• TASK DETAILS: Copy out each line below containing "ladder".

- Opening Delimiter -

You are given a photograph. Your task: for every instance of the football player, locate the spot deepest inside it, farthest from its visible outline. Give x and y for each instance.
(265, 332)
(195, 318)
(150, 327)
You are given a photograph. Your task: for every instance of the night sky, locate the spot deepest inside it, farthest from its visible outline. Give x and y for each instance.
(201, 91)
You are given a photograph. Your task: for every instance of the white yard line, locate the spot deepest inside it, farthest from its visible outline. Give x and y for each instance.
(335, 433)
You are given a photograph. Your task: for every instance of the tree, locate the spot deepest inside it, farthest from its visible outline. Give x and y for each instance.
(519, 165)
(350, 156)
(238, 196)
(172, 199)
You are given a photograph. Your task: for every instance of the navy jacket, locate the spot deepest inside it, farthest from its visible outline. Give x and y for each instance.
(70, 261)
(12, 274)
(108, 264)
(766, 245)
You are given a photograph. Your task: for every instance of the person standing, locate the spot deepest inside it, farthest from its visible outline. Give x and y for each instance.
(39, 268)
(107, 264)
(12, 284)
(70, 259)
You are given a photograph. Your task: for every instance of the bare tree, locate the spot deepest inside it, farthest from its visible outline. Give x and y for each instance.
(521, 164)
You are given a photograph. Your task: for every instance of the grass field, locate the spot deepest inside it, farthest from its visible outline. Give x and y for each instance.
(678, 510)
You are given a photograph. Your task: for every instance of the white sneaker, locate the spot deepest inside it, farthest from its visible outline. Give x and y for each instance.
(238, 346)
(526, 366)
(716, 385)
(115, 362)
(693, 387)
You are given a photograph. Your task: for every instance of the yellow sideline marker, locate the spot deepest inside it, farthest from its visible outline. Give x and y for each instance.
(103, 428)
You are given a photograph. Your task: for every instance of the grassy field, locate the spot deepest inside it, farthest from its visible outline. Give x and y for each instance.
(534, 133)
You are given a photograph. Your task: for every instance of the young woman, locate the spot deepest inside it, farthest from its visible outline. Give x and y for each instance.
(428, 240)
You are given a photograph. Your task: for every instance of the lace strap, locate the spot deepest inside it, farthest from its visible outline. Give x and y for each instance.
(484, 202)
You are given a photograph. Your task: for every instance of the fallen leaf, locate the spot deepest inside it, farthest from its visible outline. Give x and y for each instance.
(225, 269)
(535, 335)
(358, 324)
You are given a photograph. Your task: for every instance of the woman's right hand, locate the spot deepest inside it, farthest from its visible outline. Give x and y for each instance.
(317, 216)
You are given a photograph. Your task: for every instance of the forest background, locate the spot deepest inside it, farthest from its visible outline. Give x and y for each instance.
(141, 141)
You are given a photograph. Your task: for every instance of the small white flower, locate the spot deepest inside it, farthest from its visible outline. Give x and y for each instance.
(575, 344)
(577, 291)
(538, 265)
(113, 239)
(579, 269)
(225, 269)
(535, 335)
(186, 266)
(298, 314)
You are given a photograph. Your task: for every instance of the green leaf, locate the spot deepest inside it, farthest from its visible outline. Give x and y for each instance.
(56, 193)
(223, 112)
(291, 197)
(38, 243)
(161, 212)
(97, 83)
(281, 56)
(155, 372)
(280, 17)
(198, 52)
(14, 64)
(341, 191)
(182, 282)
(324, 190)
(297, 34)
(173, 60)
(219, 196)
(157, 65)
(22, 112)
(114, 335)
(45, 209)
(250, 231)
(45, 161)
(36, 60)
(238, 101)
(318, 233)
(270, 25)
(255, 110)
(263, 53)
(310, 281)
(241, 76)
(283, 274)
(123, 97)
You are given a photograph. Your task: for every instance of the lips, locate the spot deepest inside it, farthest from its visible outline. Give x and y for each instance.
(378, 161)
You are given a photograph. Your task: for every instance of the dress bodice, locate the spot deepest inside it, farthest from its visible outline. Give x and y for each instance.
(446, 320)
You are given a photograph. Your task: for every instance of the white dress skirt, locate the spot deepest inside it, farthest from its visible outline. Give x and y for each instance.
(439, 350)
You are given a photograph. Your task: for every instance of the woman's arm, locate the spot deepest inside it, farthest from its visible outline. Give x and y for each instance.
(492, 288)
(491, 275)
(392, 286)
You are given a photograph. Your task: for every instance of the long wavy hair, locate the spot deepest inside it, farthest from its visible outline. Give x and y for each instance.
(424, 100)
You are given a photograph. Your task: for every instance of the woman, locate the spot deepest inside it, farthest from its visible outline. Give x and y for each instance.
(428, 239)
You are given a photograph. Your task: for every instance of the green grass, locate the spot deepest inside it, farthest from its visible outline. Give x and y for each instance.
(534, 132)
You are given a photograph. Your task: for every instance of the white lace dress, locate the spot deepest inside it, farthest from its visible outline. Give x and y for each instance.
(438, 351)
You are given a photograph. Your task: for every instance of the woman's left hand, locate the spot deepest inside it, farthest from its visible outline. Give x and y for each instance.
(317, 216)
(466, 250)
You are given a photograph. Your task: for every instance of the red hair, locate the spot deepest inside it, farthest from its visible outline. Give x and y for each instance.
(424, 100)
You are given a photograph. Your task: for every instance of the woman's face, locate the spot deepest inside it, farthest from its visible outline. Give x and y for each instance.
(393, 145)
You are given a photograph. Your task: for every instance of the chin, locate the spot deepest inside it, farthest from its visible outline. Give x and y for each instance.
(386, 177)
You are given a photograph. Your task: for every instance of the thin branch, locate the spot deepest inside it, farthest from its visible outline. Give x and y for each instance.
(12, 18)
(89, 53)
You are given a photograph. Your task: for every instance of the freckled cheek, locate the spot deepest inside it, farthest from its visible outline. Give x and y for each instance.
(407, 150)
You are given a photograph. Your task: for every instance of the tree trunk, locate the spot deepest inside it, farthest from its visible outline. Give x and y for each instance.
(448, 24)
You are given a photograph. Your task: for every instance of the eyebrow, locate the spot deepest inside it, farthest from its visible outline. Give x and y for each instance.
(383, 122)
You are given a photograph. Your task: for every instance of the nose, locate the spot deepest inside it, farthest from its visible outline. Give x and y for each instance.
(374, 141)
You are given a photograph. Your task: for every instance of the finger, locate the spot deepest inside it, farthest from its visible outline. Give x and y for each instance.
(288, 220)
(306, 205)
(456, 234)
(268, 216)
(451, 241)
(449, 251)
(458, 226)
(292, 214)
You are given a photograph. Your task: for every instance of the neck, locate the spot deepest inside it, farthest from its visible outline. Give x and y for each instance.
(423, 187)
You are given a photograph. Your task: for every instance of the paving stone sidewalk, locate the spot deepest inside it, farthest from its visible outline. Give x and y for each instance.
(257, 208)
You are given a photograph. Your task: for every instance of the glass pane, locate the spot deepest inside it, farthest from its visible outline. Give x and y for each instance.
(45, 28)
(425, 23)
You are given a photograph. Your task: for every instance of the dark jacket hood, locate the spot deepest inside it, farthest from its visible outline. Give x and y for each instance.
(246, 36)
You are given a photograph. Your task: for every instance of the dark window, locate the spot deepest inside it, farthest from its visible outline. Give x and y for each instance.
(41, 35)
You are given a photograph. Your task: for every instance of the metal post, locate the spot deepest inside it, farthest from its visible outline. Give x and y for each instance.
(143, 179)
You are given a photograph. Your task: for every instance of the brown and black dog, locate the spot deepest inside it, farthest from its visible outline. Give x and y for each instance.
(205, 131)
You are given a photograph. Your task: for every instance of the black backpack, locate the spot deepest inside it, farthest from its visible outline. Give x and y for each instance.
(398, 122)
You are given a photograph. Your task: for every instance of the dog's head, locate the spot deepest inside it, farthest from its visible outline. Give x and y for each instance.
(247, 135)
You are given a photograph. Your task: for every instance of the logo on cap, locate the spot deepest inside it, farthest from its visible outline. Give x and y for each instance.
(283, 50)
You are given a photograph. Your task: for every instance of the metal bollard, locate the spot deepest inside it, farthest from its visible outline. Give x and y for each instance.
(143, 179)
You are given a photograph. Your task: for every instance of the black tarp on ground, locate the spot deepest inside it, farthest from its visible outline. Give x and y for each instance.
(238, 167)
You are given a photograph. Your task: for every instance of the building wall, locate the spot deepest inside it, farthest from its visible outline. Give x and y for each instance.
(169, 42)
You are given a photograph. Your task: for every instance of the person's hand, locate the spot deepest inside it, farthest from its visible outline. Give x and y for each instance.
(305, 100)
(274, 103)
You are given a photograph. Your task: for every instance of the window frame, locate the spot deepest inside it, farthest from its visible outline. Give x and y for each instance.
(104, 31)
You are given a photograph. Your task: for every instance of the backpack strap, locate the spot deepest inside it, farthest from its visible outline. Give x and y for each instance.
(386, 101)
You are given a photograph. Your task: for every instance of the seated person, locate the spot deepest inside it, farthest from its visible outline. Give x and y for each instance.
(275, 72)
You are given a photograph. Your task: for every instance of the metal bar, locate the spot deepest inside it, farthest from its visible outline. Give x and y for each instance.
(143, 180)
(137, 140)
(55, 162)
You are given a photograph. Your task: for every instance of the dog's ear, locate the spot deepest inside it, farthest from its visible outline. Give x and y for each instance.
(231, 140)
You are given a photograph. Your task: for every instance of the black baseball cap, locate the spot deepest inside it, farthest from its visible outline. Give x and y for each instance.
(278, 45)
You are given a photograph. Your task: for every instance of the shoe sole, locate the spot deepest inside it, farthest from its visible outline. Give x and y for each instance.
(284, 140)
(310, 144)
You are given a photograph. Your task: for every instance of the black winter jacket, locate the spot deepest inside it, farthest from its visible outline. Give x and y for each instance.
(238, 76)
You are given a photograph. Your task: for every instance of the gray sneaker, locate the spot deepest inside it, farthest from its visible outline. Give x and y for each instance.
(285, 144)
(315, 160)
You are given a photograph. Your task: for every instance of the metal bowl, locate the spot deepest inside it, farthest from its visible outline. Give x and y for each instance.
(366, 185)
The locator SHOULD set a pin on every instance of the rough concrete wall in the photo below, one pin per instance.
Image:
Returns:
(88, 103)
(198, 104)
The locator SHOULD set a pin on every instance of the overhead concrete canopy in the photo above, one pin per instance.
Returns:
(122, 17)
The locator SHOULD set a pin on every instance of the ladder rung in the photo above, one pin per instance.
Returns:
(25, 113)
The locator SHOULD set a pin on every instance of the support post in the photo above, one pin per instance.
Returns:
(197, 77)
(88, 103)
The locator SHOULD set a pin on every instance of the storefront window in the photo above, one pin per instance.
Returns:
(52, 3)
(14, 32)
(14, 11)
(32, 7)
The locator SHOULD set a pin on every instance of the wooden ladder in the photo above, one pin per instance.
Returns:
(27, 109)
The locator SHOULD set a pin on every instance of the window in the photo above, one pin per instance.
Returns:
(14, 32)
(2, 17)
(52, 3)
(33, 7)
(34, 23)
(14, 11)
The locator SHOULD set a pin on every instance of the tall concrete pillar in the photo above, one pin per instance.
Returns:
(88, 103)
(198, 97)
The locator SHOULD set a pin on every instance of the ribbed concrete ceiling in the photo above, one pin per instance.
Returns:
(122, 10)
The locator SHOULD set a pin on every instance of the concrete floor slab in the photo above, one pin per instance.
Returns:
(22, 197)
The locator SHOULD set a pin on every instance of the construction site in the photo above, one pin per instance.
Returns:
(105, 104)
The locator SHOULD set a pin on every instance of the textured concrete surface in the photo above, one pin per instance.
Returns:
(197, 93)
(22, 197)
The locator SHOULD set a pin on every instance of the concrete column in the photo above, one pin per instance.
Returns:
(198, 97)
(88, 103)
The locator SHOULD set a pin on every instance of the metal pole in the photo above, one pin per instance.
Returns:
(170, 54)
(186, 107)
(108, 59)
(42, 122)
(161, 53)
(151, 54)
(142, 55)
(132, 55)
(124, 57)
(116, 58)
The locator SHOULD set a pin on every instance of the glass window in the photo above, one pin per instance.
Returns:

- Closing Delimiter -

• PROBLEM SOLUTION:
The locator SHOULD set a pin on every instance of the ladder rung in the photo above, one pin per instance.
The locator SHOULD set a pin on every instance of the wooden ladder in the photo above, one pin per instance.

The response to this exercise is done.